(Point-per-instance localization data)
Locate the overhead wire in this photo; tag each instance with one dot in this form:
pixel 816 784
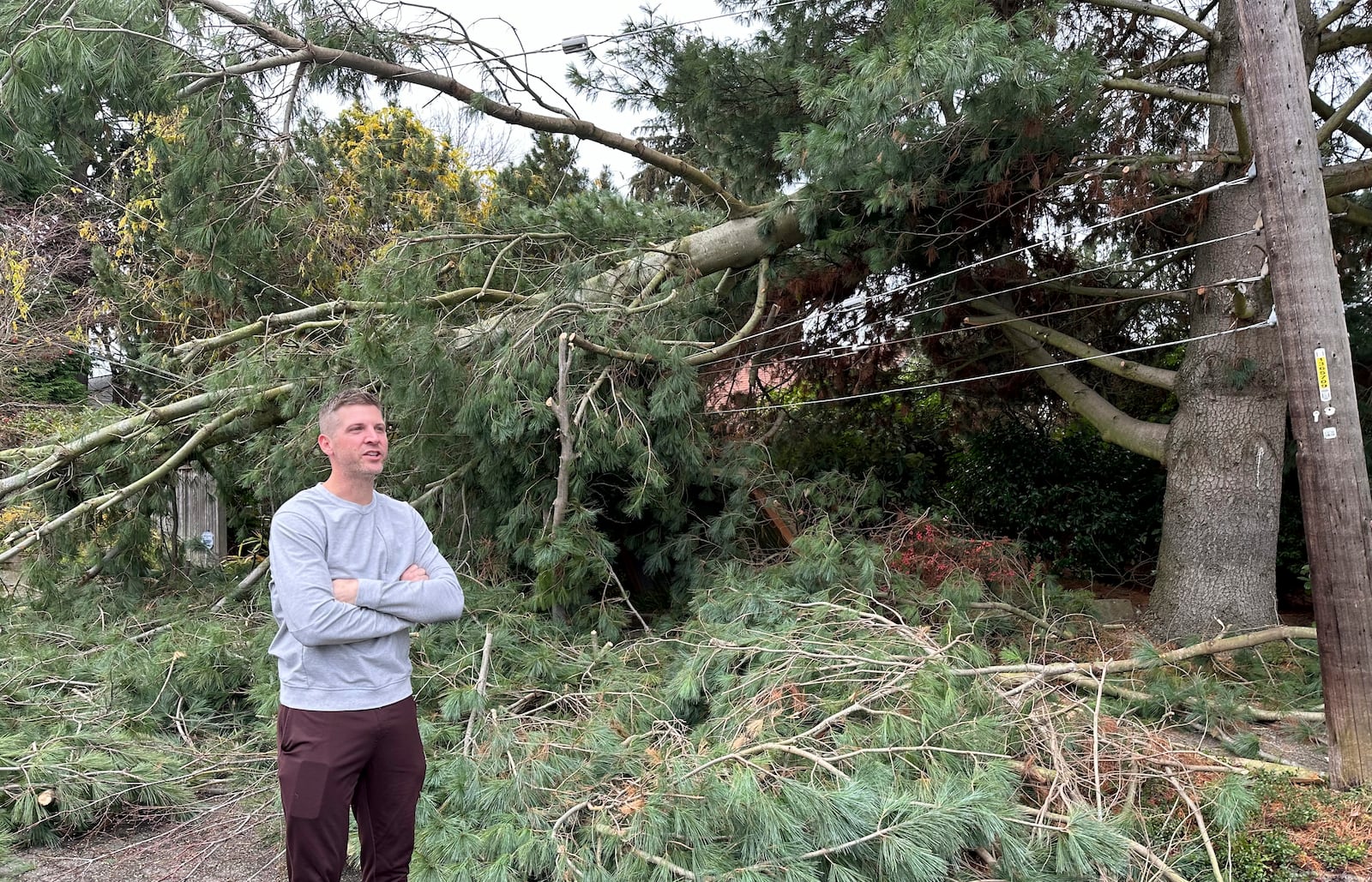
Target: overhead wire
pixel 930 280
pixel 987 376
pixel 925 310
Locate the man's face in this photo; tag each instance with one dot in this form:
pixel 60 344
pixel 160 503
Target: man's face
pixel 354 441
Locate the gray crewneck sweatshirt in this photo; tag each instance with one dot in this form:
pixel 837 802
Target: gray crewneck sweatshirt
pixel 335 656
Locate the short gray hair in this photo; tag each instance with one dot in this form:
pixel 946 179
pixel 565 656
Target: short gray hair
pixel 345 398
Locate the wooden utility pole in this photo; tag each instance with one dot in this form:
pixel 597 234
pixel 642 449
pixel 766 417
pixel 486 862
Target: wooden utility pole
pixel 1319 369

- REQUIRED ACTION: Every record above must be copied exactly, and no picture may appear in the copy.

- OUTPUT:
Locate the overhead wire in this photo; tag each instance with one dot in this form:
pixel 816 784
Target: overhead wire
pixel 930 280
pixel 987 376
pixel 925 310
Locate the man's face in this photo; tag each instance with one dot in this form:
pixel 60 344
pixel 160 503
Target: man's face
pixel 354 441
Locate the gray crewneck sweatshirt in this photo; tag each instance with one dot in this form:
pixel 837 802
Target: gray crewneck sweatshirt
pixel 335 656
Locate the short gray hair in this photo; tag each instance with one dot in this form:
pixel 946 179
pixel 565 656
Target: short gray hair
pixel 345 398
Locate the wooden utility pole in this photo; tag each instance with one dot in this form:
pixel 597 234
pixel 642 449
pixel 766 417
pixel 486 862
Target: wooden utility pole
pixel 1319 369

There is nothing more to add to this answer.